Duduklah sebentar, aku ingin menceritakan kisah mereka. Kau
tahu Tegar? Ya, Tegar. Kalau bagi keponakannya-Anggrek, Sakura, Jasmine, dan
Lili-dia adalah paman yang hebat, super, dan keren, tapi tidak bagiku. Kalau
bagi Rosie dia adalah sahabat terbaik, tapi tidak bagiku. Kalau bagi Oma dia
adalah anak yang amat baik, tapi tidak bagiku. Kalau bagi bosnya dia adalah
aset terbaik perusahaan, tapi tidak bagiku. Terlepas dari itu semua, aku tidak
suka dengan dia. Dia banyak menyakiti Sekar, dan bahkan terkadang dia tidak
sadar. Entahlah, aku terlalu memikirkan Sekar memang.
Tegar jahat, ah tidak tidak, mungkin dia hanya bodoh. Tegar
bodoh. Sekar juga bodoh. Tidak, mereka sebenarnya tidak salah, hanya mungkin
cinta memang tidak pernah baik pada
mereka. Dan memang, sekali lagi, aku mengerti bahwa cinta tidak bisa dipaksakan.
Hati tidak memilih.
Dan Rosie? Dia sama bodohnya dengan mereka. Dia lemah, menurutku.
Permasalahan di antara mereka sebenarnya sederhana. Hanya
sebuah perasaan cinta yang terlalu besar tapi tidak sempat terungkapkan. Hanya
sebuah masa lalu yang sudah bisa berdamai tapi muncul lagi di saat yang tidak
tepat. Hanya sebuah fakta yang terungkap dan menggoyahkan segalanya yang sudah
baik-baik saja.
Andai saja Tegar berani mengungkapkan perasaannya pada Rosie,
mungkin cerita tidak akan pernah ada.
Bagaimana, klasik, ya? Begitulah. Aku yakin kalian sudah
bisa menebak bagaimana jalan cerita ini.
Ah, mari kita membahas yang lain saja. Aku tidak mau
bertambah dosa karena membicarakan orang lain :D
Kisah mereka menyesakkan. Hampir di setiap bagian. Bagian
paling menyesakkan bagiku justru awal kisah mereka. Saat-saat dimana mereka ada
di puncak Rinjani menyaksikan sunset. Bagian itu menurutku adalah the most galau dan nyesek. Dan bagian
paling tidak aku suka adalah ketika Tegar mendatangi Sekar sehari sebelum Sekar
bertunangan. Aku tidak tahu, sebenarnya apa maksudnya?

_PERINTAH TUGAS_
Lanjutkan tulisan tentang kisah Tegar, Sekar, dan Rosie, dimulai setelah kalimat terakhirnya. Data di bawah ini tidak diperlukan.

_BARIS DATA_
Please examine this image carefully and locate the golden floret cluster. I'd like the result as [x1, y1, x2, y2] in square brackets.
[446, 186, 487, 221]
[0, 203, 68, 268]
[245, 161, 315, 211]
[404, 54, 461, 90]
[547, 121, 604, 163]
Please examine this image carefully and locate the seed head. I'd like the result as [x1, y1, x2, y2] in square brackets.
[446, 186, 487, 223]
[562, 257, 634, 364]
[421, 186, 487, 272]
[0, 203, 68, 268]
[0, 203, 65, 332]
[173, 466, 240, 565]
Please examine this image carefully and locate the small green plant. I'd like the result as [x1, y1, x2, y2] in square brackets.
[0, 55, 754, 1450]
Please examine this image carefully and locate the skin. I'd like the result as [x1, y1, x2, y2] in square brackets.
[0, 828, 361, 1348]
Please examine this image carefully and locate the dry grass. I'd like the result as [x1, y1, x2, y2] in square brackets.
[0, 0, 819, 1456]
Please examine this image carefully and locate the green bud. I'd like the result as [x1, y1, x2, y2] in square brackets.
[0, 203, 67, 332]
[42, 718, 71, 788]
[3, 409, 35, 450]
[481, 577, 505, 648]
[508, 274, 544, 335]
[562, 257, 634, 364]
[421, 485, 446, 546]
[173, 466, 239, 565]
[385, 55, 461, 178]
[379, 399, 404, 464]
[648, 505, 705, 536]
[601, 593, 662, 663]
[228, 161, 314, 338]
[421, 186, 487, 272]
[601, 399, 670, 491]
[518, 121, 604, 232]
--
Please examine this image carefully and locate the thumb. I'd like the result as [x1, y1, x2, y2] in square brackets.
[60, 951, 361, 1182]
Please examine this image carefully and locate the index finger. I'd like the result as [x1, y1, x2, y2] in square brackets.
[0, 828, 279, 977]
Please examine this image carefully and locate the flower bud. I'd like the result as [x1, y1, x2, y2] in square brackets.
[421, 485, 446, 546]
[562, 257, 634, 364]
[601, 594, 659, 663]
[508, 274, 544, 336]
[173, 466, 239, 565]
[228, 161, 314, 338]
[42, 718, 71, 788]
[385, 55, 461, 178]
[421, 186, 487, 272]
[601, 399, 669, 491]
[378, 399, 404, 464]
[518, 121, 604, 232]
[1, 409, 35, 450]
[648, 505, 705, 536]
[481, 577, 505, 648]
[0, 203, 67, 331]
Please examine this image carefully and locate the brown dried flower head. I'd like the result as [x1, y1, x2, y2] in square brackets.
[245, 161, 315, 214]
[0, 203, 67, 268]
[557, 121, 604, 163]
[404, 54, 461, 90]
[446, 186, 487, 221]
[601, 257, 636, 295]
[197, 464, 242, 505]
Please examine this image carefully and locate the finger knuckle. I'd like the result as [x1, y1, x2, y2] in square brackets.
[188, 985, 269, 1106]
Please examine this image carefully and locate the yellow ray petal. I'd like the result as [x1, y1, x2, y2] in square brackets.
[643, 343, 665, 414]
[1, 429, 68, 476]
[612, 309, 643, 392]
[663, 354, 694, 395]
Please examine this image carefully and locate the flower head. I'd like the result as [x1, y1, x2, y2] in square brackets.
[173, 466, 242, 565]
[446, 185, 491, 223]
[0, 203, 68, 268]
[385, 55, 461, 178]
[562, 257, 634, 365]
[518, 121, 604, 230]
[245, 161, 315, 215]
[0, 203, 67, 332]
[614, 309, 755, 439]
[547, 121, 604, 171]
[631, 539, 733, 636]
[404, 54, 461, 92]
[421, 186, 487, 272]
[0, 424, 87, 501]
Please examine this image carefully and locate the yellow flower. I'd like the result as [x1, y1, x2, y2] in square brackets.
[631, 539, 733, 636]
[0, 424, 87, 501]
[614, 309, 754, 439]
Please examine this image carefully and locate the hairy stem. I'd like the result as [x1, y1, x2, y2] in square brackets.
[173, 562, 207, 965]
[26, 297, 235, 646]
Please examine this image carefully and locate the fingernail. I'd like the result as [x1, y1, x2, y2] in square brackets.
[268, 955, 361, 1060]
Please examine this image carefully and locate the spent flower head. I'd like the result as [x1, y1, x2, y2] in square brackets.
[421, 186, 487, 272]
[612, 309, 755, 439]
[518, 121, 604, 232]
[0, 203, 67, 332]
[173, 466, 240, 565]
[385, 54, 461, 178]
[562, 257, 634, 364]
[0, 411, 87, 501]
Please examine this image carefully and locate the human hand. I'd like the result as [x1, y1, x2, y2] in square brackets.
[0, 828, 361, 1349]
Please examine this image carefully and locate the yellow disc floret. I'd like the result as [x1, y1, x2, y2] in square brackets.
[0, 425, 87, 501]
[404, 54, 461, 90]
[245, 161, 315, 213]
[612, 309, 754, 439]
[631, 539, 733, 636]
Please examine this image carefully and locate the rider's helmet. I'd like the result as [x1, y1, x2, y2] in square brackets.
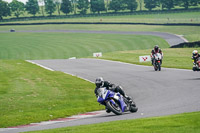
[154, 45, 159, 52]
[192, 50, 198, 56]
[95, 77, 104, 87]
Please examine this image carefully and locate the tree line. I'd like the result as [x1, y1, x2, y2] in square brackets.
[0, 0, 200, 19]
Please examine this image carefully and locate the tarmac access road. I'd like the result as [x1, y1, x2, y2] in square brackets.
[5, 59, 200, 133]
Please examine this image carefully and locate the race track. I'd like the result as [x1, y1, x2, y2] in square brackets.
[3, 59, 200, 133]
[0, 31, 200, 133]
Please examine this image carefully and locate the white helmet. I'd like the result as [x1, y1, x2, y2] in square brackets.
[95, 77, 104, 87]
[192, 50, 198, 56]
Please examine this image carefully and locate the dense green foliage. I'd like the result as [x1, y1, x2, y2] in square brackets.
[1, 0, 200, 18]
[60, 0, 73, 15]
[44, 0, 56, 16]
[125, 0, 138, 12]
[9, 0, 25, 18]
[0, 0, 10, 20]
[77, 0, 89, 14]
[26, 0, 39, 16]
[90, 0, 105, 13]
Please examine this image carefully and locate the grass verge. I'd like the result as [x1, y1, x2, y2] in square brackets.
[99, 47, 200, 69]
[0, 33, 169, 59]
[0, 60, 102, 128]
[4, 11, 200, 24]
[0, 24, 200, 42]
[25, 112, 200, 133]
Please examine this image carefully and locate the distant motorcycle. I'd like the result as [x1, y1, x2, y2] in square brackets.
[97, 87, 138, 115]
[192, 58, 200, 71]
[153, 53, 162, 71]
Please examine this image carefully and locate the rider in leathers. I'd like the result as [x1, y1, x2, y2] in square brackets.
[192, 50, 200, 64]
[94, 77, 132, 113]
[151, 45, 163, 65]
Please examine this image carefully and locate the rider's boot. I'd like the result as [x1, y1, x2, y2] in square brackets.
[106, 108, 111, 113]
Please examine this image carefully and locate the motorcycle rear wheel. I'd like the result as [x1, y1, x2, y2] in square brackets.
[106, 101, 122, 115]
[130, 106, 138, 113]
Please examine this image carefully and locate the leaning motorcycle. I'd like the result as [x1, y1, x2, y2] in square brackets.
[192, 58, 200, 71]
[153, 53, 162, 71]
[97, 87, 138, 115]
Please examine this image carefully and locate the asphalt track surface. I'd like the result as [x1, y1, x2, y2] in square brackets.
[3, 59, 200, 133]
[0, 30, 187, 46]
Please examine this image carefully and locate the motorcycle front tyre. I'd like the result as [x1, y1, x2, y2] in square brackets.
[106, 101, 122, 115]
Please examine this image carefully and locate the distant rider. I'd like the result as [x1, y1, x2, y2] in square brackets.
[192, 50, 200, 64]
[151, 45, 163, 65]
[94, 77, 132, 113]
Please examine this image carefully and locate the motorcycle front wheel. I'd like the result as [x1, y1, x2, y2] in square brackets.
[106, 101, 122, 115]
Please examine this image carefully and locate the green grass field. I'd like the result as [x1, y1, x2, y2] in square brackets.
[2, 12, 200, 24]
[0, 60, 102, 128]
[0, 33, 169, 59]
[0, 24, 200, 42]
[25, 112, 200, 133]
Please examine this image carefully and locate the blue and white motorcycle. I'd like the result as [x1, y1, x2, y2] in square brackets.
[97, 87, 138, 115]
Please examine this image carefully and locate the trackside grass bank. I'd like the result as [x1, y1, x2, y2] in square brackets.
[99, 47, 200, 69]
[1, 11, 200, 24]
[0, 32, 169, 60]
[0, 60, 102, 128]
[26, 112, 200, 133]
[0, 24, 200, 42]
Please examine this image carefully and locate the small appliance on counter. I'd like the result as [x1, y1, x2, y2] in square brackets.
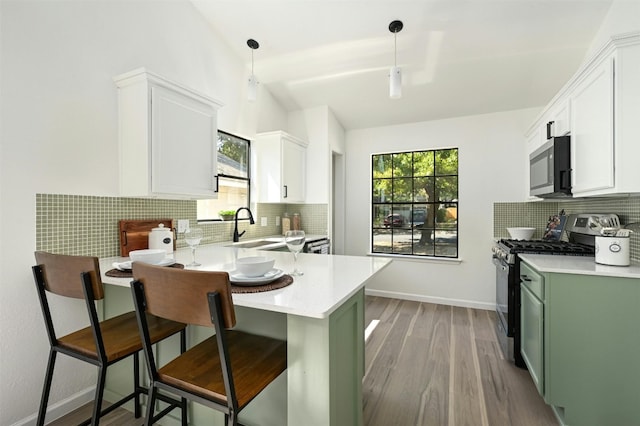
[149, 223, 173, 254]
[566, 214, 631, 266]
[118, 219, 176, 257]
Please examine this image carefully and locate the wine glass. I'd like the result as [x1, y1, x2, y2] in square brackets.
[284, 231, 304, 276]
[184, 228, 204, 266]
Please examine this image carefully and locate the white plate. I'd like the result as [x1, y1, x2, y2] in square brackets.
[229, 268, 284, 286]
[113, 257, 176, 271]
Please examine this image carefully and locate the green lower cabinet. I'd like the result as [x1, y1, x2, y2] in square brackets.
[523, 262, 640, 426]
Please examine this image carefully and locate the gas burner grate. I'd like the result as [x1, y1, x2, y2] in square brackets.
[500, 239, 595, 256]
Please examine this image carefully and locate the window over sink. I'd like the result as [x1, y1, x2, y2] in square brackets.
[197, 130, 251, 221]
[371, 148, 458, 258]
---
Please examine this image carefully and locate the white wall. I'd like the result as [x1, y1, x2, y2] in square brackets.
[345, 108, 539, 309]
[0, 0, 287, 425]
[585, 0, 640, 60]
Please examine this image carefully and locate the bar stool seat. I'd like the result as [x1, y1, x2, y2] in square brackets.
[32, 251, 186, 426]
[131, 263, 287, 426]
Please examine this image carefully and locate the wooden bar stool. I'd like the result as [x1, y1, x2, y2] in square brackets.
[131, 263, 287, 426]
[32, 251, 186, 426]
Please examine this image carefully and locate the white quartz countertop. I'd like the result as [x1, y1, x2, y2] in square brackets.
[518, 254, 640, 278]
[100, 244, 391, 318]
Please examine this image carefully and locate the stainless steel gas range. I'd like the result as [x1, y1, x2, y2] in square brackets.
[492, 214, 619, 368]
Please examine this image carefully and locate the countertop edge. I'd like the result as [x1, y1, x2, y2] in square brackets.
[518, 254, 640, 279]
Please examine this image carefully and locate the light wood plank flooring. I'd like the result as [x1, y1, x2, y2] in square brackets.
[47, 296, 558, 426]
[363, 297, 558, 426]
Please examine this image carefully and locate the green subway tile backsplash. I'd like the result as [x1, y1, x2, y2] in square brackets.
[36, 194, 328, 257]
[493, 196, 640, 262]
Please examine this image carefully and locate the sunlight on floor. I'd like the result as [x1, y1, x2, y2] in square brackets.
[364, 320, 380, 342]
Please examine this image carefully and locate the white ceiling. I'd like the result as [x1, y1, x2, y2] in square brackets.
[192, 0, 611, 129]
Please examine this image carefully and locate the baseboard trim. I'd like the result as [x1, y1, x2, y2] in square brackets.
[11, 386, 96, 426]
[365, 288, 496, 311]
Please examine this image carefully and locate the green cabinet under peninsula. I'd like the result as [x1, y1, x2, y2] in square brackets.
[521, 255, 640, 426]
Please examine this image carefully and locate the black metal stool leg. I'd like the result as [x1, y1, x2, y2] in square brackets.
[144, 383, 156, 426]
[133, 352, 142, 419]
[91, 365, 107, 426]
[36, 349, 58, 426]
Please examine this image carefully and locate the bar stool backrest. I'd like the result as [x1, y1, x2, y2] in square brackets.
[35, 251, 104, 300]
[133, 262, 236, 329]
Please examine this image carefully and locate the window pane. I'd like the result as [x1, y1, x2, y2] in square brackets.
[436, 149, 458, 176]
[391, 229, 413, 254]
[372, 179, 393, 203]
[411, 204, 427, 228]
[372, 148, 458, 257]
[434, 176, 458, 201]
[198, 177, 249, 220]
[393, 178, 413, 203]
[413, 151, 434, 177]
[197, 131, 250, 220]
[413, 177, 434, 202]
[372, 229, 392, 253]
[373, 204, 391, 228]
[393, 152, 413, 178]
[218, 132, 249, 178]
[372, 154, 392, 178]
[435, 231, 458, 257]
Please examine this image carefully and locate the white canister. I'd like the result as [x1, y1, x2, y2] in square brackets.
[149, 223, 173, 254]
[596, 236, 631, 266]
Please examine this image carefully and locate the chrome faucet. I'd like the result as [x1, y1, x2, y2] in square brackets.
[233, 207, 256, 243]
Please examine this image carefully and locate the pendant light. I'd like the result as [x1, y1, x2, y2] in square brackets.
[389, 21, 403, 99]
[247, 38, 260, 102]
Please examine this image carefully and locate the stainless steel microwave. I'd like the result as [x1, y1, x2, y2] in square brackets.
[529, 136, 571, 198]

_JAWABAN_
Tegar menceritakan kisah ini langsung. Dia menceritakan
sesuai dengan apa yang dia alami dengan sesekali mengajakku kembali ke masa
lalu untuk menceritakan bagian-bagian penting dari kisah mereka. Dia bisa
menjelaskan kepadaku detail tentang Gili Trawangan, tempat dulu dia tinggal.
Dia bisa menceritakan kejadian Bom Bali dengan sempurna, yaah, mungkin karena
kejadian itu menjadi bagian yang teramat penting juga untuk kisah mereka. Dia
menceritakan kisahnya dengan cara seperti
ini. Sama seperti bagaimana aku menceritakan kisah ini kepadamu.
Oma pernah berpesan kepada Tegar, “Dua puluh tahun yang akan
datang, kamu akan lebih menyesali apa yang tidak kamu kerjakan daripada apa
yang kamu kerjakan.” Bijak sekali, bukan? Aku yakin kamu tahu apa maksud
dibalik kata-kata itu.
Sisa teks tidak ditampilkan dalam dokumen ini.